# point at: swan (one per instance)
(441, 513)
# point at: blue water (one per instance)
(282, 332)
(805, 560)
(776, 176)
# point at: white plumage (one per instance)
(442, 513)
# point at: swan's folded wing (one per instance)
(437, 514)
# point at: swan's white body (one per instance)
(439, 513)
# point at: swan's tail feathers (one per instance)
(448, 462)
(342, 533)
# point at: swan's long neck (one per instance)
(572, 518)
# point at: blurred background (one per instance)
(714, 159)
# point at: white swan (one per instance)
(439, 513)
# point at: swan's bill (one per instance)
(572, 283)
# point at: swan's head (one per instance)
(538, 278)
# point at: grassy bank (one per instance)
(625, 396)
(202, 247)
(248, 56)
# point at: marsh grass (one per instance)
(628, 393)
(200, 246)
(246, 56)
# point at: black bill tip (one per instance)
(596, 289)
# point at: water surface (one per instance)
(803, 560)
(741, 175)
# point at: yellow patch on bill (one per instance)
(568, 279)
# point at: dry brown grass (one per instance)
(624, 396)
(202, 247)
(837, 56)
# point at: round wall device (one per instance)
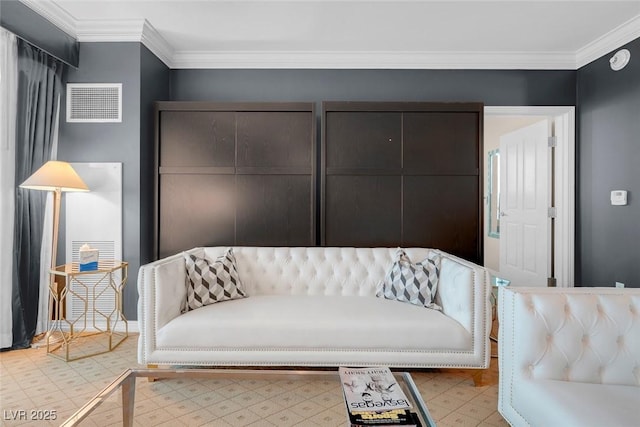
(620, 59)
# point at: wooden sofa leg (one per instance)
(152, 379)
(478, 378)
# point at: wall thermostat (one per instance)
(619, 197)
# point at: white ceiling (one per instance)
(507, 34)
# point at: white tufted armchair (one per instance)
(569, 357)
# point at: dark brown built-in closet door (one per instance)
(235, 174)
(403, 174)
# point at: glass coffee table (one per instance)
(228, 397)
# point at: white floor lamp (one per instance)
(57, 177)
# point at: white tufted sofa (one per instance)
(314, 307)
(569, 357)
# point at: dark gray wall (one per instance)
(492, 87)
(33, 28)
(154, 86)
(608, 153)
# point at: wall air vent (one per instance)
(94, 102)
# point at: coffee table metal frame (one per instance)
(126, 382)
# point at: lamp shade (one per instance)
(55, 175)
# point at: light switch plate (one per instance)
(619, 197)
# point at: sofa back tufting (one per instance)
(313, 270)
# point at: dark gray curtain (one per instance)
(39, 85)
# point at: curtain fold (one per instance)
(39, 86)
(8, 102)
(47, 241)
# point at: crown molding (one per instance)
(99, 30)
(614, 39)
(54, 14)
(375, 60)
(143, 32)
(135, 30)
(152, 39)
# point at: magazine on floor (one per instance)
(372, 389)
(391, 418)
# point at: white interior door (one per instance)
(525, 176)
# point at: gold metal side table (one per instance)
(102, 327)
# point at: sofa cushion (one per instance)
(415, 283)
(314, 322)
(575, 404)
(209, 282)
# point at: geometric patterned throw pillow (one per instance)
(212, 281)
(413, 283)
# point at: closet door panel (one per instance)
(363, 140)
(197, 139)
(442, 212)
(274, 210)
(441, 143)
(363, 210)
(197, 210)
(274, 139)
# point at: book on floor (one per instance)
(374, 398)
(394, 417)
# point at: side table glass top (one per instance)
(86, 304)
(228, 397)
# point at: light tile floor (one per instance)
(34, 384)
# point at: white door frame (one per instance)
(564, 118)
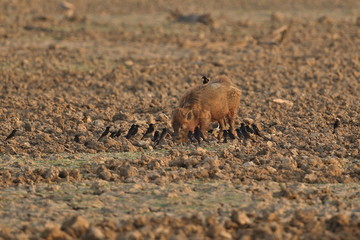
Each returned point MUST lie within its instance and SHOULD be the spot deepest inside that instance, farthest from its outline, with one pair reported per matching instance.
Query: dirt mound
(71, 70)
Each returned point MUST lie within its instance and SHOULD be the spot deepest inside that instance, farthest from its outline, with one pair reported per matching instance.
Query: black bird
(191, 136)
(225, 135)
(118, 133)
(205, 79)
(256, 129)
(243, 131)
(162, 135)
(238, 132)
(76, 138)
(149, 131)
(198, 135)
(112, 134)
(11, 135)
(132, 131)
(249, 130)
(231, 135)
(156, 136)
(107, 130)
(336, 125)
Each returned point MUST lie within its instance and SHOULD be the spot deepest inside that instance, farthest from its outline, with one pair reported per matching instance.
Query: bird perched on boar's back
(216, 101)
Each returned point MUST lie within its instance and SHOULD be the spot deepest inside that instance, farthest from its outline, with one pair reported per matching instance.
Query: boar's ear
(189, 115)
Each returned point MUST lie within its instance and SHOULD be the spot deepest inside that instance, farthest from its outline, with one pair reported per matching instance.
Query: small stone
(240, 217)
(283, 101)
(76, 226)
(310, 177)
(128, 63)
(249, 164)
(94, 233)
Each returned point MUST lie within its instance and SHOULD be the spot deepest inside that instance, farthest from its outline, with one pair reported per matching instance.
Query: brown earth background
(73, 72)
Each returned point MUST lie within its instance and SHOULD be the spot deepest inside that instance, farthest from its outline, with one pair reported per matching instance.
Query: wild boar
(217, 100)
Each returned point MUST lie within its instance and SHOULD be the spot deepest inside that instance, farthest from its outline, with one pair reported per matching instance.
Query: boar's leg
(222, 124)
(231, 118)
(205, 122)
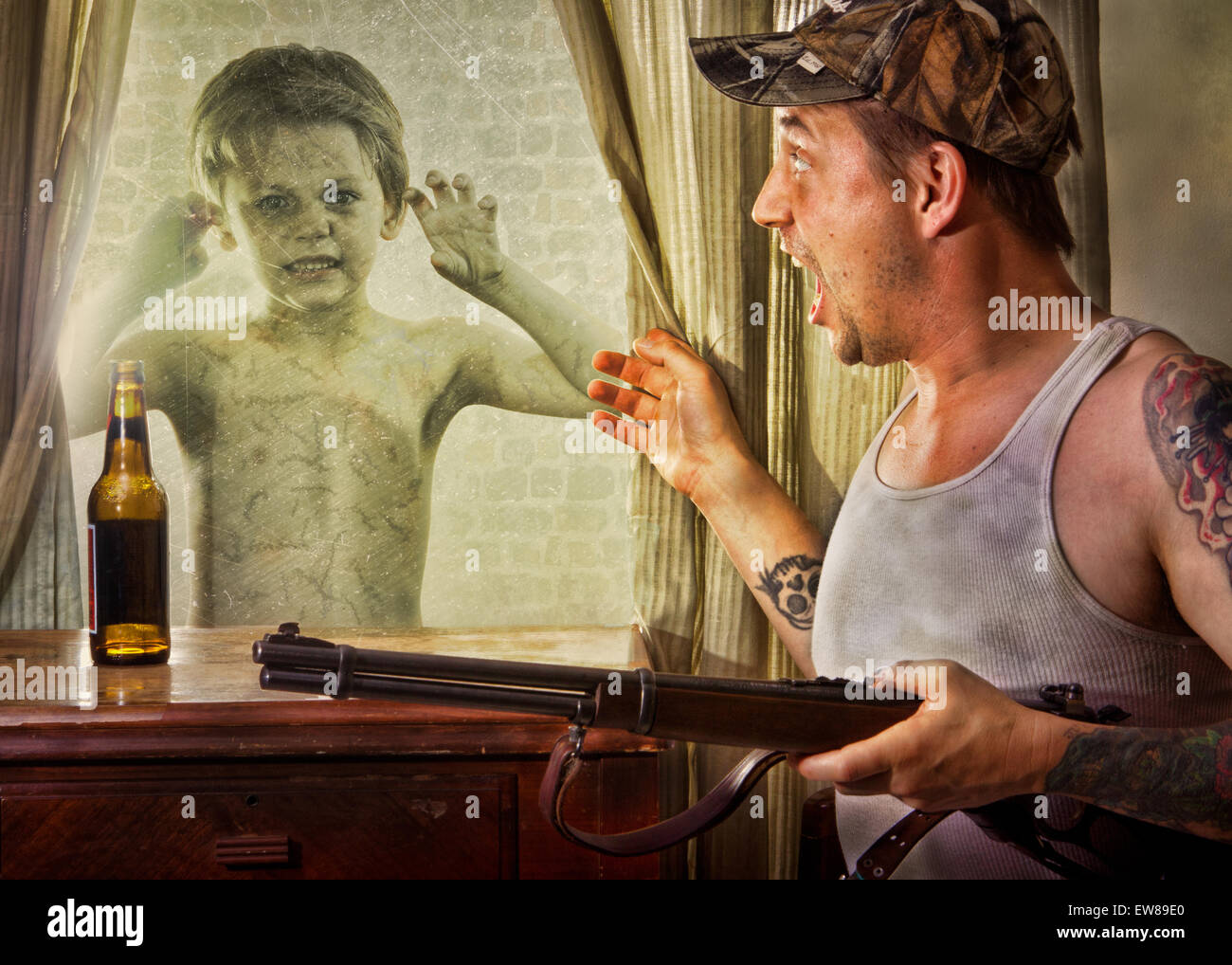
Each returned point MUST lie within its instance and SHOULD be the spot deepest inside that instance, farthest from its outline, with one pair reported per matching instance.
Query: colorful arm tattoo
(1187, 408)
(1181, 779)
(791, 586)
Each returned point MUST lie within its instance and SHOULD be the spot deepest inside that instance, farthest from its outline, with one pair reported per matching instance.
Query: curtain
(61, 65)
(690, 163)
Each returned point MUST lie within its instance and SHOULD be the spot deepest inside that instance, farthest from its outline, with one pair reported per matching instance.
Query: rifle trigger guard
(711, 810)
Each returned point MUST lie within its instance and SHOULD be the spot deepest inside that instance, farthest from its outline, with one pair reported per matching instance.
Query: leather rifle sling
(887, 852)
(711, 810)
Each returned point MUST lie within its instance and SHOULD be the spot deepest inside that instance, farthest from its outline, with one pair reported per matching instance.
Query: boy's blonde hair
(292, 84)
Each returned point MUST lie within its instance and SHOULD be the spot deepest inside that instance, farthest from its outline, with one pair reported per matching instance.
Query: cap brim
(777, 81)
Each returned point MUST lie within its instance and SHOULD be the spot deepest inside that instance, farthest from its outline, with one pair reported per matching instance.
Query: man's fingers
(628, 401)
(853, 763)
(440, 186)
(629, 369)
(624, 430)
(464, 186)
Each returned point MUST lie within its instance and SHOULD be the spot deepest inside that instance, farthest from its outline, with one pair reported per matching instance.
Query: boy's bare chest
(333, 431)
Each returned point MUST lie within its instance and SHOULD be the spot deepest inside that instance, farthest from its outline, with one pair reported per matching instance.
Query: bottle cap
(127, 371)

══════════════════════════════

● **Task prompt**
Can you repeat every record above exactly, apart from the pictures?

● **Response to this task**
# point at: swan (one per instance)
(441, 513)
# point at: blue water (one per instance)
(282, 332)
(805, 560)
(776, 176)
# point at: white plumage (one per instance)
(442, 513)
# point at: swan's folded wing (one per instance)
(437, 514)
# point at: swan's white body (one per instance)
(439, 513)
# point at: swan's tail feathers (one per instance)
(448, 462)
(342, 533)
# point at: swan's long neck (one per instance)
(572, 518)
# point at: blurred background (one per instance)
(714, 159)
# point at: white swan (one per instance)
(439, 513)
# point at: swan's bill (one per instance)
(572, 283)
# point at: swan's head (one per instance)
(538, 278)
# point at: grassy bank (one per instance)
(625, 396)
(202, 247)
(248, 56)
# point at: marsh grass (one per instance)
(628, 393)
(200, 246)
(246, 56)
# point at: black bill tip (one per instance)
(596, 289)
# point at: water surface (one per instance)
(803, 560)
(741, 175)
# point at: yellow patch on bill (one per instance)
(568, 279)
# point at: dry brown grass (one per instance)
(624, 396)
(202, 247)
(837, 56)
# point at: round wall device (one per instance)
(620, 59)
# point at: wooden sofa leg (one per instance)
(152, 379)
(478, 378)
# point at: wall thermostat (one per instance)
(619, 197)
# point at: white ceiling (one per instance)
(507, 34)
# point at: white tufted armchair (one per instance)
(569, 357)
# point at: dark brown built-in closet door (one per instance)
(235, 174)
(403, 174)
# point at: glass coffee table (one per instance)
(228, 397)
# point at: white floor lamp (one per instance)
(57, 177)
# point at: white tufted sofa (one per instance)
(314, 307)
(569, 357)
# point at: dark gray wall (one per instance)
(492, 87)
(33, 28)
(154, 86)
(608, 153)
# point at: wall air vent (one per instance)
(94, 102)
# point at: coffee table metal frame (one per instance)
(126, 382)
# point at: lamp shade (one per instance)
(55, 175)
# point at: light switch plate (one per instance)
(619, 197)
# point at: sofa back tufting (one per instance)
(313, 270)
# point at: dark gray curtain (one per instance)
(39, 85)
# point at: curtain fold (one per instance)
(39, 86)
(8, 102)
(47, 241)
# point at: crown molding (one per instance)
(99, 30)
(614, 39)
(54, 14)
(375, 60)
(143, 32)
(135, 30)
(152, 39)
# point at: magazine on floor (one per instance)
(372, 389)
(391, 418)
# point at: white interior door (one per instance)
(525, 176)
# point at: gold metal side table (one per instance)
(102, 327)
# point at: sofa cushion (one per instance)
(415, 283)
(314, 322)
(575, 404)
(209, 282)
# point at: geometric patterned throw pillow (one per instance)
(212, 281)
(413, 283)
# point at: closet door panel (one per instance)
(363, 140)
(197, 139)
(442, 212)
(274, 210)
(441, 143)
(363, 210)
(197, 210)
(274, 139)
# point at: book on floor (one per instance)
(374, 398)
(394, 417)
# point at: side table glass top (one per instance)
(86, 304)
(228, 397)
# point at: light tile floor (one per instance)
(34, 384)
# point at: white door frame (one per instance)
(564, 118)
Each returned point MUST lie within its instance and SHOULD be the spot deepest inside that instance, farthest from its outline, with one pair reported per matching instance.
Query: dirt mound
(71, 70)
Each returned point MUST lie within its instance and SHOULD be the spot deepest inside that instance, farthest from its outline, with one pair reported per matching instance.
Query: black bird
(191, 136)
(225, 135)
(118, 133)
(205, 79)
(256, 129)
(243, 131)
(162, 135)
(238, 132)
(76, 138)
(149, 131)
(198, 135)
(112, 134)
(11, 135)
(132, 131)
(249, 130)
(231, 135)
(156, 136)
(107, 130)
(336, 125)
Each returned point MUST lie within its instance and SHOULD be the spot deepest inside that instance, farthest from its outline, with one pair reported per matching instance.
Query: bird perched on boar's back
(216, 101)
Each returned point MUST lie within its instance and SHOULD be the spot deepest inside that instance, farthest from its outline, with one pair reported per matching instance.
Query: boar's ear
(189, 115)
Each returned point MUST lie within its instance and SHOULD be the spot deepest inside that instance, farthest from its outline, with one pair reported per matching instance.
Query: small stone
(240, 217)
(283, 101)
(76, 226)
(310, 177)
(128, 63)
(249, 164)
(94, 233)
Each returned point MUST lie within its instance and SHOULD be the spot deepest inside that instance, farthest from its outline, with one pair reported per matching instance.
Query: brown earth background
(73, 72)
Each returned point MUST lie within its instance and SHOULD be the spot deepest inside that instance, farthest from its outline, with one pair reported per matching instance.
Query: wild boar
(217, 100)
Each returned point MUST lie within its instance and SHOULD be the spot deepest inside that instance, farthest from its outline, with one pair reported per matching instance.
Query: boar's leg
(222, 124)
(231, 118)
(205, 122)
Each returned point MUST lie within its instance and SHOULD be the spot deepest inside that instance, farthest from its outline, with one pair reported per matching instance.
Query: colorful arm tattoo
(1187, 408)
(1181, 779)
(791, 586)
Each returned point MUST lie within its instance and SHOULD be the spot deepest inside that instance, farthest from its outline, with one pair reported per matching instance.
Query: curtain
(61, 65)
(690, 163)
Each returned point MUST lie within its instance and SHOULD be the spot deepest inside that instance, farthest from its outline, with one pair reported per matching instance.
Query: rifle trigger guard
(711, 810)
Each returned point MUST lie within its instance and SHOULD be the spot deepest inside that instance, farthest from its outline, with one pair reported per matching instance.
Query: leather rifle sling
(887, 852)
(711, 810)
Each returned point MUST lie within its instance and SHOULD be the spot deepest inside that instance, farthest from its outline, with one pair reported per matching instance.
Query: boy's blonde hair
(292, 84)
Each returned point MUST lie within its instance and SHOULD be the spot deepest inside that instance, farthest from its outline, with one pair reported per matching instance.
Query: cap brim
(777, 81)
Each returned point MUST lie within its instance and SHOULD be the spot deepest inside that instance, farthest from its outline, with one pair reported per matching instance.
Query: man's fingers
(628, 401)
(853, 763)
(440, 186)
(629, 369)
(624, 430)
(464, 186)
Each returned point MUST lie within its instance and SHOULD be the spot deepest inside that instance, farthest from its outline, with one pair reported per matching instance.
Query: boy's bare chest
(333, 431)
Each returned point MUST lie within its instance and SHOULD be the spot deepest inside that instance, farthest from its outline, with one pair reported per matching instance.
Query: bottle cap
(127, 371)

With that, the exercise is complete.